Supplied information:
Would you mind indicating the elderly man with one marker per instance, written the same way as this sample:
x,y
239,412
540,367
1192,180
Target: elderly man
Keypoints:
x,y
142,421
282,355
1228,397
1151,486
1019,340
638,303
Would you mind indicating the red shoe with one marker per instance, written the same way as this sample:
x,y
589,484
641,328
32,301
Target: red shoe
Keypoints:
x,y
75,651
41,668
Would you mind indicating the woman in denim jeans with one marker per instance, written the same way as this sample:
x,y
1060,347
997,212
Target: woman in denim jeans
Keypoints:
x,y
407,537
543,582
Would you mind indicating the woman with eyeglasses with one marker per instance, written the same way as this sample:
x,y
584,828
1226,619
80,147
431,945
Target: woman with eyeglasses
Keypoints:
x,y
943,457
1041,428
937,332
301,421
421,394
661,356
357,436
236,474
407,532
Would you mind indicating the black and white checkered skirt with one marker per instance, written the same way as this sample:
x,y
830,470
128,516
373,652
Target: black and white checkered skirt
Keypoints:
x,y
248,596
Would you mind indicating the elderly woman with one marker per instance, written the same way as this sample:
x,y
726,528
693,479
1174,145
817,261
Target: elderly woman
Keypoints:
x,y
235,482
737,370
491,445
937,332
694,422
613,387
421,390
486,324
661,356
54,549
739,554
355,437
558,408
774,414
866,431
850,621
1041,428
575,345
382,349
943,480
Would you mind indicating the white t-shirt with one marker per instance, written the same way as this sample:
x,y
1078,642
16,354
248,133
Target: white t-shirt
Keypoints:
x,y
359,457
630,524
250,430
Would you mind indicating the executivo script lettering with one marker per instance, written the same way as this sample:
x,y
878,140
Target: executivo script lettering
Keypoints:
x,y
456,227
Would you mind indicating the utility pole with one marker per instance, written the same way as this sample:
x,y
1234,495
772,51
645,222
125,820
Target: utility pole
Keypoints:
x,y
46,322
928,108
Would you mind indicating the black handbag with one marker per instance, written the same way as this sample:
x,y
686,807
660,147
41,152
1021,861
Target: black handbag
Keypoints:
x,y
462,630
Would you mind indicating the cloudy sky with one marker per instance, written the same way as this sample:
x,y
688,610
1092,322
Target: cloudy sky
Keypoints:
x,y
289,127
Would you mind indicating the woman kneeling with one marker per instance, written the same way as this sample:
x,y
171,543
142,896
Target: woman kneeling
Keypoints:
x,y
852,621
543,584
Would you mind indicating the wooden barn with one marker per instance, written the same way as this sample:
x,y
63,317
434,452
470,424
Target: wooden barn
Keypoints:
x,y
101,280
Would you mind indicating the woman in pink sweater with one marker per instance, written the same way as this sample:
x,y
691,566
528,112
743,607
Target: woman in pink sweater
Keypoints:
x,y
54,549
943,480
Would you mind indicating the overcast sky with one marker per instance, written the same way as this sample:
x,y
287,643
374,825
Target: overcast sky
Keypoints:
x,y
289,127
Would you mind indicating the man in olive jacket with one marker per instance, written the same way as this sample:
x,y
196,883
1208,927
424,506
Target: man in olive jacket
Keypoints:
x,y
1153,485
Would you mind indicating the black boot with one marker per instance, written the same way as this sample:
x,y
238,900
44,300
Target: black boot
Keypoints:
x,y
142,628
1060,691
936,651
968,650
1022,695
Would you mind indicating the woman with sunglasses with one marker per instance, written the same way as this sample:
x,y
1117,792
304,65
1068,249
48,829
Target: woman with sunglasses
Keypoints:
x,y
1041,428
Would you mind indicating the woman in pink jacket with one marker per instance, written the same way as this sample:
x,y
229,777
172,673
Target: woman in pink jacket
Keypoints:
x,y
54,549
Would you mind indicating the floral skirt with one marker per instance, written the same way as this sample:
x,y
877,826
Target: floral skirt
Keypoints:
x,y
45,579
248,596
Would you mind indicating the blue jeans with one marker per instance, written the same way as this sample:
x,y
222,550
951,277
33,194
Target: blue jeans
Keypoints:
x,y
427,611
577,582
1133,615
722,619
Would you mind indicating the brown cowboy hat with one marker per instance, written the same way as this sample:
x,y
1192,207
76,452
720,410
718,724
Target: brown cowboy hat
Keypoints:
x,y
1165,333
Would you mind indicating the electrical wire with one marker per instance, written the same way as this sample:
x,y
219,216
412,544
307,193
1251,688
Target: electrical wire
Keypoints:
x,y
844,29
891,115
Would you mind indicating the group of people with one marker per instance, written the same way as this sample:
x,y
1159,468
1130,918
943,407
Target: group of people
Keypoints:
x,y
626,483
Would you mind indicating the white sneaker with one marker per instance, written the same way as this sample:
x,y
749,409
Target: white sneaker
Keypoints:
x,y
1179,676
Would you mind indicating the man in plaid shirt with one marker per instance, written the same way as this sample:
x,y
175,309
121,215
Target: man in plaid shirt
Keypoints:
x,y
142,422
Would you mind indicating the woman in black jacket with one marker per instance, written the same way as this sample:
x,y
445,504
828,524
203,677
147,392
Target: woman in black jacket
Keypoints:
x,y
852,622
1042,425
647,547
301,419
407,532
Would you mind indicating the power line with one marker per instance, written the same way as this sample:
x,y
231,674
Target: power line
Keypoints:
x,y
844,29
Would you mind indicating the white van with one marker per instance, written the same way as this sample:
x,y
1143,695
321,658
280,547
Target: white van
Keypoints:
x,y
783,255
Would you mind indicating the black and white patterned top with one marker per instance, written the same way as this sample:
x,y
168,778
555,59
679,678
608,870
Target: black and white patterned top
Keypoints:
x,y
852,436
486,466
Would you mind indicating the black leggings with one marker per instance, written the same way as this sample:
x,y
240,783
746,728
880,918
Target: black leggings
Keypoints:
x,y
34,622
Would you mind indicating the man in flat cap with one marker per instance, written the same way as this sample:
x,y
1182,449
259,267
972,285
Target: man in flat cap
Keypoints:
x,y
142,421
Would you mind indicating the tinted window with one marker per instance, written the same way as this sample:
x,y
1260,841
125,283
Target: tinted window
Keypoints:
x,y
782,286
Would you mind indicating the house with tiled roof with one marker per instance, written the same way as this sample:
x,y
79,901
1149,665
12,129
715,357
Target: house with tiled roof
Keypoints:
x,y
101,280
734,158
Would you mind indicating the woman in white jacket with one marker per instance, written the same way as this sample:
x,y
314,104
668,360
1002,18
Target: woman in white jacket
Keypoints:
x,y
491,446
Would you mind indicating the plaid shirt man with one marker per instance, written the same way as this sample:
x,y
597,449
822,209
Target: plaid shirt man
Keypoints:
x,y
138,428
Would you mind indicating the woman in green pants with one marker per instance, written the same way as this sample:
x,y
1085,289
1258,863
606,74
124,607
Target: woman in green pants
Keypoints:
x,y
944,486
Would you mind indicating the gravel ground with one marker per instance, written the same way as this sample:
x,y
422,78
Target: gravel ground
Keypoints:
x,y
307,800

Task instructions:
One inclusive range is required: first line of the data through the line containing "Target: elderly woman". Set it down exactly and output nothing else.

Response for this exercise:
Would you mind indicating the elderly man with one marker per instance, written the same way as this sample:
x,y
239,412
540,367
1192,180
Target: elderly man
Keypoints:
x,y
142,421
282,355
1228,397
1151,486
1019,340
638,303
Would you mind indicating the red shoe with one marker per instance, written the same way as this sample:
x,y
589,484
641,328
32,301
Target: red shoe
Keypoints:
x,y
75,651
41,668
Would you mind indicating the woman in denim jeans with one marker per instance, written the same way as this sample:
x,y
1060,347
997,212
Target: woman in denim jeans
Keypoints:
x,y
407,537
543,582
Would you mind indicating the woman with eyeglasses with one marker per instance, written the same way as this sample:
x,y
584,828
1226,619
80,147
431,945
Target: woman with eyeglasses
Keypoints:
x,y
943,457
1041,428
937,332
301,421
421,394
661,356
357,436
236,474
407,532
Would you mind indicating the black and white checkered skirt with one marker per instance, written the same way as this sample:
x,y
830,470
128,516
373,652
Target: black and white checkered skirt
Keypoints:
x,y
248,596
Would you mind indicating the elderly woman with one marker per instance, written the same way as this sample:
x,y
726,528
693,479
1174,145
817,261
Target: elderly woman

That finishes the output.